Your instructions: Put every nonblank line of the records below into a Markdown table, with the row number under the column "No." and the line under "Text".

Provided information:
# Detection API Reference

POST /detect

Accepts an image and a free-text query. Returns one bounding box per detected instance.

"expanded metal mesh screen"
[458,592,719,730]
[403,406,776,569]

Written reply:
| No. | Text |
|---|---|
| 1 | # Detection API Reference |
| 2 | POST /detect |
| 3 | Accepts an image and a free-text query. Returns one bounding box per detected instance. |
| 4 | "expanded metal mesh screen" |
| 5 | [458,592,719,730] |
| 6 | [403,406,776,569] |